▸ **Direction**
Could you copy out, character for character, the part of the data below that opens with the line containing "Internal audit: confirm the presence of the lower" and runs through the end of the data?

▸ **Raw records**
------------

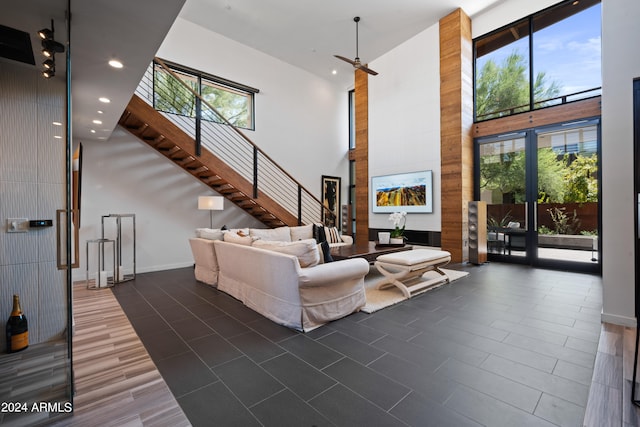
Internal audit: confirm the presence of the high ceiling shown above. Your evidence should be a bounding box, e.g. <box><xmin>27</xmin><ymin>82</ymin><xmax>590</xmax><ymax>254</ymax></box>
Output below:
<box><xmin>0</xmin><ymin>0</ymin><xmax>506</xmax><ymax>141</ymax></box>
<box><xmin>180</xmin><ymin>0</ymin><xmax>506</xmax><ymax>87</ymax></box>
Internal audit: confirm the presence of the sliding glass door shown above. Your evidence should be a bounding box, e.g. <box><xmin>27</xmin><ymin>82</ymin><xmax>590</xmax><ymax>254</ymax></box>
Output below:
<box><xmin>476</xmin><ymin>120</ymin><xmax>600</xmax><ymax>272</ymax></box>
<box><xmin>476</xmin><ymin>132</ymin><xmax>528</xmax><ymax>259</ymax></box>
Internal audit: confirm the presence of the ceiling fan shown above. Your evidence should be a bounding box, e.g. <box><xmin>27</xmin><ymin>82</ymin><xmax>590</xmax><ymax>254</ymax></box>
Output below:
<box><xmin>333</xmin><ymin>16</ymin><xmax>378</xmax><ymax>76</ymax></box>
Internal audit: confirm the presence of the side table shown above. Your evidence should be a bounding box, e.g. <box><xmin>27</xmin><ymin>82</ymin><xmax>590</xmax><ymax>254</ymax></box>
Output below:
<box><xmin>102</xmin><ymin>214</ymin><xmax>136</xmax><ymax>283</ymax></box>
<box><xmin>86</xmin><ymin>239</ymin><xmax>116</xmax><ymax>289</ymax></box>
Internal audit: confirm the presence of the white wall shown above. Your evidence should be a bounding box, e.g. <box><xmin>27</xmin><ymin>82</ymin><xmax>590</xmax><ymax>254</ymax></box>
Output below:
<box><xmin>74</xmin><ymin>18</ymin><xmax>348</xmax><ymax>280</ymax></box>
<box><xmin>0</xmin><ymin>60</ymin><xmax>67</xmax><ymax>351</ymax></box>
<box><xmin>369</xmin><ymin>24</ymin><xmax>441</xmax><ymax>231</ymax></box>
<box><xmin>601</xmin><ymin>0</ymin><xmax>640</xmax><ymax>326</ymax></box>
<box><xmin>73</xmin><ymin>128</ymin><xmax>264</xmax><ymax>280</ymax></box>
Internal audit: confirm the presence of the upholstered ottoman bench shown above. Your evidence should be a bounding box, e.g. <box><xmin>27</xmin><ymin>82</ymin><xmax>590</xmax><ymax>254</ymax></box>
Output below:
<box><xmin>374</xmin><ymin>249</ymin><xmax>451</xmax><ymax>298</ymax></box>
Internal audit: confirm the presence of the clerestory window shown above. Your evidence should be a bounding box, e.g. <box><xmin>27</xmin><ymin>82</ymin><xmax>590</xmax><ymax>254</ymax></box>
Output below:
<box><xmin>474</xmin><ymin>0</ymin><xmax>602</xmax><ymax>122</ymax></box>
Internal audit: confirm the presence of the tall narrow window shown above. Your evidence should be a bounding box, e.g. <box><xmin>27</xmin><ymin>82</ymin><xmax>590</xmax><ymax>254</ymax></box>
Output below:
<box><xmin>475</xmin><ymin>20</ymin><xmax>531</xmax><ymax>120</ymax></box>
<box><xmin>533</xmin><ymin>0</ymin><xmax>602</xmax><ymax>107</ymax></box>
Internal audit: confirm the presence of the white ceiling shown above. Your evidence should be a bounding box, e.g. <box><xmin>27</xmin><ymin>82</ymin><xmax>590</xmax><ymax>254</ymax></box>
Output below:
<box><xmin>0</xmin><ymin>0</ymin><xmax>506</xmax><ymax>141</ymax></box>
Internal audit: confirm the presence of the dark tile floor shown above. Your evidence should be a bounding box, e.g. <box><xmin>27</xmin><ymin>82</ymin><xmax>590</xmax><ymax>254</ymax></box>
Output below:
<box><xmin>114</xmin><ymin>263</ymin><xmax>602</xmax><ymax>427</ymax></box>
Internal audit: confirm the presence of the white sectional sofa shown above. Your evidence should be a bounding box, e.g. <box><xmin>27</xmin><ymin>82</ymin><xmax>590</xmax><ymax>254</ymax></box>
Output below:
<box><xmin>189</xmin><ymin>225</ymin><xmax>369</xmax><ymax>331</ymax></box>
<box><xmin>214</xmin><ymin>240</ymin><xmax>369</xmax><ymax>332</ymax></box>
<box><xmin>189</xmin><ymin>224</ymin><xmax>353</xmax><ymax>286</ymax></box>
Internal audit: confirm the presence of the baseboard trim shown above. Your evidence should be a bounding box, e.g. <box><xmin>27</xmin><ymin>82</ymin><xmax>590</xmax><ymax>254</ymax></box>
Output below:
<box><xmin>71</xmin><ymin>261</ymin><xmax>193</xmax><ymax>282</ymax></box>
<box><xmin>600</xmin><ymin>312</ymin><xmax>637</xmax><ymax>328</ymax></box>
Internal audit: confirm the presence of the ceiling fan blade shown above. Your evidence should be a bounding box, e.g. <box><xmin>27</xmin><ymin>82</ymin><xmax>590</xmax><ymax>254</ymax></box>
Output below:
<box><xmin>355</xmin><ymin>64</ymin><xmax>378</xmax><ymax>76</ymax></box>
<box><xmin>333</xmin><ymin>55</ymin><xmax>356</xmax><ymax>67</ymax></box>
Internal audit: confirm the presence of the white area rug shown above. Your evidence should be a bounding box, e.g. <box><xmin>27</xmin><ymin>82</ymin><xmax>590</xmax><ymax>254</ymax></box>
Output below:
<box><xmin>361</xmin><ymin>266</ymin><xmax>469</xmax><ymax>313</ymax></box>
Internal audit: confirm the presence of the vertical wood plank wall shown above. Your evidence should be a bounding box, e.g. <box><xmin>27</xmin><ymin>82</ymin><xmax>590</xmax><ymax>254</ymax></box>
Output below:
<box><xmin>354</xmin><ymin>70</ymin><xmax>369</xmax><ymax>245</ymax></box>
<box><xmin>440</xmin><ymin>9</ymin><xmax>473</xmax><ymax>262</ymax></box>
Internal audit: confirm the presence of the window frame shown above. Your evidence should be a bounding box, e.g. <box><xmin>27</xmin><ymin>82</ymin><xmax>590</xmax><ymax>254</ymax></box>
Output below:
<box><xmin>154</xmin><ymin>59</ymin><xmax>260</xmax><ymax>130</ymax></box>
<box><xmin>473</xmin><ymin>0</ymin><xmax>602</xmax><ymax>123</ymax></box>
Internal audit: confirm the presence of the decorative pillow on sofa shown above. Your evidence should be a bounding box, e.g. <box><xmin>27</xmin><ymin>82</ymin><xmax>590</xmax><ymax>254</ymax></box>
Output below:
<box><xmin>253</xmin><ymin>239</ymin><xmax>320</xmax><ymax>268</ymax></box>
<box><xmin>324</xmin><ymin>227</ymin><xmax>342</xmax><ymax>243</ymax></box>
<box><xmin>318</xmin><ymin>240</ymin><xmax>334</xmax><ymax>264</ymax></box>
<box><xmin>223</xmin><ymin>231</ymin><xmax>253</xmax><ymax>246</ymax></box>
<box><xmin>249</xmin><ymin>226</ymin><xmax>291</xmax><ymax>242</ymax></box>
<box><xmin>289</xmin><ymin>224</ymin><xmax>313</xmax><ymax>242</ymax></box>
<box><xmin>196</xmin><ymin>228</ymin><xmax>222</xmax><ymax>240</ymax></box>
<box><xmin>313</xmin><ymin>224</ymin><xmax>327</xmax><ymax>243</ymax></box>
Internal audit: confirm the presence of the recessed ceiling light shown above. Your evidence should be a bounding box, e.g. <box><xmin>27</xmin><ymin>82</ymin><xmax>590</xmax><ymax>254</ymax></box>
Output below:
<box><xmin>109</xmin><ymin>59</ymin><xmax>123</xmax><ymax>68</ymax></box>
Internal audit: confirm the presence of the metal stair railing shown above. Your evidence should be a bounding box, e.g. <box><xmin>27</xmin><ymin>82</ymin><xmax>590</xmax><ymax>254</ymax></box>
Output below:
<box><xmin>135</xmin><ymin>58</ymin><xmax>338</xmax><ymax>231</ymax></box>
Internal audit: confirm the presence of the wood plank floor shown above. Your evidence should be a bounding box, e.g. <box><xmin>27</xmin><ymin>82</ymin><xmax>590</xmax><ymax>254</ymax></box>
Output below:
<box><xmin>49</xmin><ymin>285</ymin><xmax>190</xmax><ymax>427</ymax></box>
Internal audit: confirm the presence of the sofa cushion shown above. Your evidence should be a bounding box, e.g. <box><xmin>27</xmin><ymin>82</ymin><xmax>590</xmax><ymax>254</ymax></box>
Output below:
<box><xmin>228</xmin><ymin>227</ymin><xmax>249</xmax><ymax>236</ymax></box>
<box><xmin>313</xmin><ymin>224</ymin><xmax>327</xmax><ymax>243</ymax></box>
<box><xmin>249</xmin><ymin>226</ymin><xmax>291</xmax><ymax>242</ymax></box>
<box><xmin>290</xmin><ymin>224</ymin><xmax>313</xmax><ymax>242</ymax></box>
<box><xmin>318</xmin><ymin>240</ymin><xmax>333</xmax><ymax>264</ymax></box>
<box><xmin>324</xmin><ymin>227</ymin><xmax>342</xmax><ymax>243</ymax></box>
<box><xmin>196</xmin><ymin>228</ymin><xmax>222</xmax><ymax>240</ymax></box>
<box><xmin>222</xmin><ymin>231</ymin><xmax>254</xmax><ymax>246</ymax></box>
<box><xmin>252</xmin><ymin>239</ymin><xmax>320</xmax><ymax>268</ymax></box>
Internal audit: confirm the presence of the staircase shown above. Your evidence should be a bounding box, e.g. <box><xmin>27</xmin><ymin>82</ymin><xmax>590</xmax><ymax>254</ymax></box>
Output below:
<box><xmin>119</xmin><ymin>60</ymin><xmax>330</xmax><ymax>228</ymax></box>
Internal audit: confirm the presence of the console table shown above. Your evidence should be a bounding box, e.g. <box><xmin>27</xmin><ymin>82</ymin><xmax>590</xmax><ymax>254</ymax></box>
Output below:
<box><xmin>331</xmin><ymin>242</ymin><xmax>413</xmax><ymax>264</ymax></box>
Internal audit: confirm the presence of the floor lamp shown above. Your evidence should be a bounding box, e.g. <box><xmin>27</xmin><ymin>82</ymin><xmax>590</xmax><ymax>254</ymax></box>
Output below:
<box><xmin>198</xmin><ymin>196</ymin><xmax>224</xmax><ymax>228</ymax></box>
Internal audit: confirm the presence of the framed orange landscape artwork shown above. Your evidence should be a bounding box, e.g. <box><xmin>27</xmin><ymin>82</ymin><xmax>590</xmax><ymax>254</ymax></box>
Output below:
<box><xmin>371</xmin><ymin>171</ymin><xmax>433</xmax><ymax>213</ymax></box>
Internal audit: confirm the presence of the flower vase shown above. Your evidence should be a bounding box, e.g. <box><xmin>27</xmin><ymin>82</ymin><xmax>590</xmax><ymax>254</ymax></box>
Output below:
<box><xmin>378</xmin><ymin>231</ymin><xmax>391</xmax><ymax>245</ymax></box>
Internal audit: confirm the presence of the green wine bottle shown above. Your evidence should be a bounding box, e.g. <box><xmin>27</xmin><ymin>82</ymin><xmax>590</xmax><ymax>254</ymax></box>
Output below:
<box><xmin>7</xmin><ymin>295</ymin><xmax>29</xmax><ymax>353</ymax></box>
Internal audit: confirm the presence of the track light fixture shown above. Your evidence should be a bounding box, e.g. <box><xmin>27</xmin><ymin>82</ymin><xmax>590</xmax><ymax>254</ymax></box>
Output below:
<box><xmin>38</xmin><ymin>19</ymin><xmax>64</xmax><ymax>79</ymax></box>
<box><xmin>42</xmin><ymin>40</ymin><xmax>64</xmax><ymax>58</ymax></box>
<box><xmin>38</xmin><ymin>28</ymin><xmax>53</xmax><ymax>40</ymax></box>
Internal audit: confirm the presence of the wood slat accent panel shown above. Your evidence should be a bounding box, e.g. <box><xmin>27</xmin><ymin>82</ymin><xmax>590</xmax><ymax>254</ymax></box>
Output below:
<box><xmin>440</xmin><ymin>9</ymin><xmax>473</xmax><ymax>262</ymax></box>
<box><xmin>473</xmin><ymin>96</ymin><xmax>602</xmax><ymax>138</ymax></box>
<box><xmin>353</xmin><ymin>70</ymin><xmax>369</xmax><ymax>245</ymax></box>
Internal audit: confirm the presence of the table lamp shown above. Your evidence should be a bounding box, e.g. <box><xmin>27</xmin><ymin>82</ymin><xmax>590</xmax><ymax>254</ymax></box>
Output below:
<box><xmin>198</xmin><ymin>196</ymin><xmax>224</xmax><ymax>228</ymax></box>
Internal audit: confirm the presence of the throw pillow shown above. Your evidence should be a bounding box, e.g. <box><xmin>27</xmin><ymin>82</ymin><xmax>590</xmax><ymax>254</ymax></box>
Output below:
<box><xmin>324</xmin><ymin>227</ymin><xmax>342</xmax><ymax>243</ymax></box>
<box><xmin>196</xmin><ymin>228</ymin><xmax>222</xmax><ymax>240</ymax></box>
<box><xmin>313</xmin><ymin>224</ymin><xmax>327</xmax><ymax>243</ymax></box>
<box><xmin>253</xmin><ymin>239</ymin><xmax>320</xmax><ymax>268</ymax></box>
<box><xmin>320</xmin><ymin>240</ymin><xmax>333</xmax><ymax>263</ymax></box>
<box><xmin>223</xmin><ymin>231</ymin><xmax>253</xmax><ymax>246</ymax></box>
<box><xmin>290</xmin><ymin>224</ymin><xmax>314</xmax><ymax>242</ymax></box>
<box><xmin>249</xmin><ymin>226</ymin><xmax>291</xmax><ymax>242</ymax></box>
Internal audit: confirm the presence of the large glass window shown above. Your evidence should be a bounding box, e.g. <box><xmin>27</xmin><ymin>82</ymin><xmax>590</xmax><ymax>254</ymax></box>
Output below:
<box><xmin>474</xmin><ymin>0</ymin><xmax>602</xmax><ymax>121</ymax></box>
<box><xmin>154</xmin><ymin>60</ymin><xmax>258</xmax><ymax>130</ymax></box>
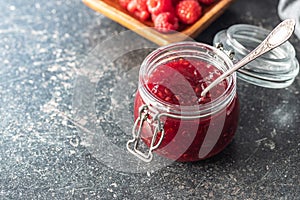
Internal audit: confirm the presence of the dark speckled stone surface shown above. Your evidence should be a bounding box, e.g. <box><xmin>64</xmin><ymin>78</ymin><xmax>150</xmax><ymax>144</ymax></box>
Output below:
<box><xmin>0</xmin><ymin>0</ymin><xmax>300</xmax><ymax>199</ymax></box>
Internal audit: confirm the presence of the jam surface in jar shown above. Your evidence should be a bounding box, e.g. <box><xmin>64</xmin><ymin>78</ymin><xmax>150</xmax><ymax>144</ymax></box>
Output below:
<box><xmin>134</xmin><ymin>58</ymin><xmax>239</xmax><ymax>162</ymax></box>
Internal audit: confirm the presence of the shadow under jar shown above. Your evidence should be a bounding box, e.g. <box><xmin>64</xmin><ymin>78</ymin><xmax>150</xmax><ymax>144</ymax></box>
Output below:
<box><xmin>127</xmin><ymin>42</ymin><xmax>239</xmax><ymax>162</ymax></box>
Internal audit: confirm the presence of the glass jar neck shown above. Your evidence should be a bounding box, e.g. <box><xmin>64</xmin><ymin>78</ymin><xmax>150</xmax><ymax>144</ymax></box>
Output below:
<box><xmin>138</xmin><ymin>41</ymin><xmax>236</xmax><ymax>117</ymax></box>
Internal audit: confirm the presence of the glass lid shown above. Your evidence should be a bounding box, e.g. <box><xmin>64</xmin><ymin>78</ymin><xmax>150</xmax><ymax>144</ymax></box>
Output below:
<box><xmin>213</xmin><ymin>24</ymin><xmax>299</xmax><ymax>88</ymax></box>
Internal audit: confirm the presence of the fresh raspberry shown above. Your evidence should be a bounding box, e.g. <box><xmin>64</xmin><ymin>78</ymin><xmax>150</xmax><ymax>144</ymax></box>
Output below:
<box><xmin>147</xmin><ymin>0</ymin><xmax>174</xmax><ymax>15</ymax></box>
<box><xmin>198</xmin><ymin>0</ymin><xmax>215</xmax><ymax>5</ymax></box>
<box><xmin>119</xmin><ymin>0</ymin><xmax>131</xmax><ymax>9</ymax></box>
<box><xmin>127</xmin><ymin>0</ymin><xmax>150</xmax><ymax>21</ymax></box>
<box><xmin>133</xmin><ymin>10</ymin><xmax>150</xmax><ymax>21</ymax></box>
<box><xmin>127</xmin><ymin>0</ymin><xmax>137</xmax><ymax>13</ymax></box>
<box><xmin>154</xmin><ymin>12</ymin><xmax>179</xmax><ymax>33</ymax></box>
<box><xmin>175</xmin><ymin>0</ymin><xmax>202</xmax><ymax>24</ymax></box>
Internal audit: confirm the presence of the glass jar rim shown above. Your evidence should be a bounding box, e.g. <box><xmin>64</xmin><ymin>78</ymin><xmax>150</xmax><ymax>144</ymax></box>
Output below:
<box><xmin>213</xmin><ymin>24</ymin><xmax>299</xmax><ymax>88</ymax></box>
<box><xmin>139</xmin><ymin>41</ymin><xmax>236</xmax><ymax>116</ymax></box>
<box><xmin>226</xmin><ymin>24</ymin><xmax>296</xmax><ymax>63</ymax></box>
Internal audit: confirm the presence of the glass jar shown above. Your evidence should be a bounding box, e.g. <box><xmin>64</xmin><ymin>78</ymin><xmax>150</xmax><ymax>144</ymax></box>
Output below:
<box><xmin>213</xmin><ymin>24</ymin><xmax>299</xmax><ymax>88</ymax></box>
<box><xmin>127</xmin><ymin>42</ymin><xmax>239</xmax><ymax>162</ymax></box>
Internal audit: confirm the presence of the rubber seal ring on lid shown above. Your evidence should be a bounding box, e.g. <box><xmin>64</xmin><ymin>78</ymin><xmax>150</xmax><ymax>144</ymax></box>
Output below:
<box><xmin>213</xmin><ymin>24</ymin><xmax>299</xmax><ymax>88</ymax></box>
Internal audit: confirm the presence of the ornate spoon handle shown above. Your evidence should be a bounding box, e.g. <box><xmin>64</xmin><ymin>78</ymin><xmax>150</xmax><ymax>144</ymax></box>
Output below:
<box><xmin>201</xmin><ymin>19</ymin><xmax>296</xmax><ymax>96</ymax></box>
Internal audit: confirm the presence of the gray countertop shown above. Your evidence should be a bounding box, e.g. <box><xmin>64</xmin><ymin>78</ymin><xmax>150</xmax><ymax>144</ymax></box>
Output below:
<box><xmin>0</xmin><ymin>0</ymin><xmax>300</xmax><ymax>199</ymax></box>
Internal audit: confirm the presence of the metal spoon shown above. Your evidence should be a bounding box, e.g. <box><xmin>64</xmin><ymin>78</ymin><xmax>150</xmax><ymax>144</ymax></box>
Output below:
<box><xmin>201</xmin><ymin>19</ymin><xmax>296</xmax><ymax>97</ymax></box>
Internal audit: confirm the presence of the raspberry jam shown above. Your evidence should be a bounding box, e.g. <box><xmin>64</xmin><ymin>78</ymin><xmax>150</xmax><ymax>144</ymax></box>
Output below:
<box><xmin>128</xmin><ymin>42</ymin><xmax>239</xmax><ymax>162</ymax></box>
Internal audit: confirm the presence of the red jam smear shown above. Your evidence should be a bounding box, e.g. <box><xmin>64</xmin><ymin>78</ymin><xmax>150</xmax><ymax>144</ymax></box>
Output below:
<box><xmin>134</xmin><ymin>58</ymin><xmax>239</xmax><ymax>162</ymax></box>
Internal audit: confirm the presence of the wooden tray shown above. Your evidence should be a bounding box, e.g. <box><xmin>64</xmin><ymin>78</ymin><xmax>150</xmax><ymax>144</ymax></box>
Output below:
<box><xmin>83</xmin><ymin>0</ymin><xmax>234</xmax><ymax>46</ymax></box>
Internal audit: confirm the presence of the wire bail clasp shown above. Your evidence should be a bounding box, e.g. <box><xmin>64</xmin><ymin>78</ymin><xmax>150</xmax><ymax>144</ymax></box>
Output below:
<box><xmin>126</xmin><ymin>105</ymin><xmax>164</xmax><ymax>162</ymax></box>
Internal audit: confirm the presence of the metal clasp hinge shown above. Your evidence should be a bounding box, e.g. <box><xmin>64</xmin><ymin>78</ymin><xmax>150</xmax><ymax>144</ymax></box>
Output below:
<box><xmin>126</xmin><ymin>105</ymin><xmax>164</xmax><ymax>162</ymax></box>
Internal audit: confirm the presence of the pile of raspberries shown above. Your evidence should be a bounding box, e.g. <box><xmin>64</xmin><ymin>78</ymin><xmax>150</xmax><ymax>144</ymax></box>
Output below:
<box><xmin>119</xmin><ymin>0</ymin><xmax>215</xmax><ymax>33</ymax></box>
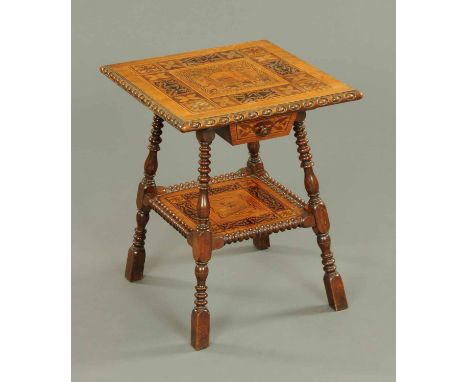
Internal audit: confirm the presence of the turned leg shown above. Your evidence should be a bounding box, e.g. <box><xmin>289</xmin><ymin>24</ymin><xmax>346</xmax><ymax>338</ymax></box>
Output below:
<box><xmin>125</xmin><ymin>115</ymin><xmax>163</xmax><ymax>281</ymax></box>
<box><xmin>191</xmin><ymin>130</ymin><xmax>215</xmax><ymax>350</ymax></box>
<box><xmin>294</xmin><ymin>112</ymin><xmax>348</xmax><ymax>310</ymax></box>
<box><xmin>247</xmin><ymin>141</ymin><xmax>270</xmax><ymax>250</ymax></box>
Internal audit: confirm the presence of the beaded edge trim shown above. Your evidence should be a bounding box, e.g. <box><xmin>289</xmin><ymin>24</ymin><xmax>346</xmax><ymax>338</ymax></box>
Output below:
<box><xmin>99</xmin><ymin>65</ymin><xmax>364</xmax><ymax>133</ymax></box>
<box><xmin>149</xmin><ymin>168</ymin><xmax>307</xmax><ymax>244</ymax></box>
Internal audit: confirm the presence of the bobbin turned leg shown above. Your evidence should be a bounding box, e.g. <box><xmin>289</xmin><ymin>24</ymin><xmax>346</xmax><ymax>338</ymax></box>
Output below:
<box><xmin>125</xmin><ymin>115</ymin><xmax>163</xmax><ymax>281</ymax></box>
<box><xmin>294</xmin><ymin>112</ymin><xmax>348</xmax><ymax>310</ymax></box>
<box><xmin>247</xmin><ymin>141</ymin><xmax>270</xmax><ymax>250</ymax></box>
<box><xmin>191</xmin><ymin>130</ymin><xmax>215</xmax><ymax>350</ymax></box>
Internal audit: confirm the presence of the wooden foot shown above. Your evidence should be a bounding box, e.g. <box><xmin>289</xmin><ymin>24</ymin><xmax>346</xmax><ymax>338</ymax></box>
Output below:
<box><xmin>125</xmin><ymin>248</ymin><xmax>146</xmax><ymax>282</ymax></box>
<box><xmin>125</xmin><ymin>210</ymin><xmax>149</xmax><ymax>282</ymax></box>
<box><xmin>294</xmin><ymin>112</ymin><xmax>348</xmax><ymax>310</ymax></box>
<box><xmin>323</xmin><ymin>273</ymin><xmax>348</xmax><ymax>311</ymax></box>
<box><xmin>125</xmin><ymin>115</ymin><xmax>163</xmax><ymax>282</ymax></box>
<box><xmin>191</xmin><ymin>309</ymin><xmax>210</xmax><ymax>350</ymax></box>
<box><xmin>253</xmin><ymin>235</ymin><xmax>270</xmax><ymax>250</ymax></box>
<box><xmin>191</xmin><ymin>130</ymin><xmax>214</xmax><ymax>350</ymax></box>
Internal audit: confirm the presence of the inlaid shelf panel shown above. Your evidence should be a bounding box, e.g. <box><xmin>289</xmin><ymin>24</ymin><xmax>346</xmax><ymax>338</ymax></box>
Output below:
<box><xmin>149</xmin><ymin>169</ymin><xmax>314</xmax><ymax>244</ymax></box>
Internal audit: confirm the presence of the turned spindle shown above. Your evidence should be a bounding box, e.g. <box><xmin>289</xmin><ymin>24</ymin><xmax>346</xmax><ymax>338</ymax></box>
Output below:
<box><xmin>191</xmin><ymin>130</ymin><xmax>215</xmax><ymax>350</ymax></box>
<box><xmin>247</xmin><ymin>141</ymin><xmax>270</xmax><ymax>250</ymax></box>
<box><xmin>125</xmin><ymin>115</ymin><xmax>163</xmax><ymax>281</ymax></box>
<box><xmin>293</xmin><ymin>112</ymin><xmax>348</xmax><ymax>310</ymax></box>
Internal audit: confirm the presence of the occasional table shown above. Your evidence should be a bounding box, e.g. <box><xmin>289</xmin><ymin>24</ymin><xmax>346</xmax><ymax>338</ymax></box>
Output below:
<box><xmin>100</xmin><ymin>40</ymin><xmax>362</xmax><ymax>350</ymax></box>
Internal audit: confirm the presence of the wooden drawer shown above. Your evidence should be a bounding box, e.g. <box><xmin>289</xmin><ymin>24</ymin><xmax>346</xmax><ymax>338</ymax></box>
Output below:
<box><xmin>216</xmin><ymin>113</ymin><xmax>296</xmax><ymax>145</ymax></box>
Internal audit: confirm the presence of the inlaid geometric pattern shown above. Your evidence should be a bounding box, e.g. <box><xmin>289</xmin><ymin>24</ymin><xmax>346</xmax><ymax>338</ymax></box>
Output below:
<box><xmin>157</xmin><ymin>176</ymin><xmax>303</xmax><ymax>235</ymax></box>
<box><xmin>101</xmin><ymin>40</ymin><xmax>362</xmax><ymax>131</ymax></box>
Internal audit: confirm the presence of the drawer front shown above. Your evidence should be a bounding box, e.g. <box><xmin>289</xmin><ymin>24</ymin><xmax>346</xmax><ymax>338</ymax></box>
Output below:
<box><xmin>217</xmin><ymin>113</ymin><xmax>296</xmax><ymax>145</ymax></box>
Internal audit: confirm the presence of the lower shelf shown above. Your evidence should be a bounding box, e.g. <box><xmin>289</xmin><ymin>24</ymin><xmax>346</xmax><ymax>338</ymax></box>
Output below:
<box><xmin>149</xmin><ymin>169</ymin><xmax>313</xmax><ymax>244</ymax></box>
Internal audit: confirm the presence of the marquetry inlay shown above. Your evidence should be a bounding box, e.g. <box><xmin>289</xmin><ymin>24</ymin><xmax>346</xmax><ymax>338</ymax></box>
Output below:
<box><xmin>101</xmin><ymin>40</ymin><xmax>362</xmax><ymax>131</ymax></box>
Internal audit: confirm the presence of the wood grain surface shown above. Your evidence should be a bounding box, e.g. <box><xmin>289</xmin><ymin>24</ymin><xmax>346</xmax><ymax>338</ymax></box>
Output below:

------------

▸ **Answer in full**
Internal audit: confirm the presence of the lower shelf shown above. Your evidence should be a bounding box, e.g. <box><xmin>289</xmin><ymin>24</ymin><xmax>346</xmax><ymax>338</ymax></box>
Output below:
<box><xmin>149</xmin><ymin>169</ymin><xmax>313</xmax><ymax>244</ymax></box>
Internal audit: confirm the presence of the marquetry inlay shown above. Your evidence should be a bounding box, e.g. <box><xmin>289</xmin><ymin>24</ymin><xmax>346</xmax><ymax>338</ymax></box>
Output below:
<box><xmin>101</xmin><ymin>40</ymin><xmax>362</xmax><ymax>131</ymax></box>
Internal audit: confirm the presence of the wood grain surface shown above. Your evidence should be a bounding box, e.g. <box><xmin>289</xmin><ymin>24</ymin><xmax>346</xmax><ymax>338</ymax></box>
Output below:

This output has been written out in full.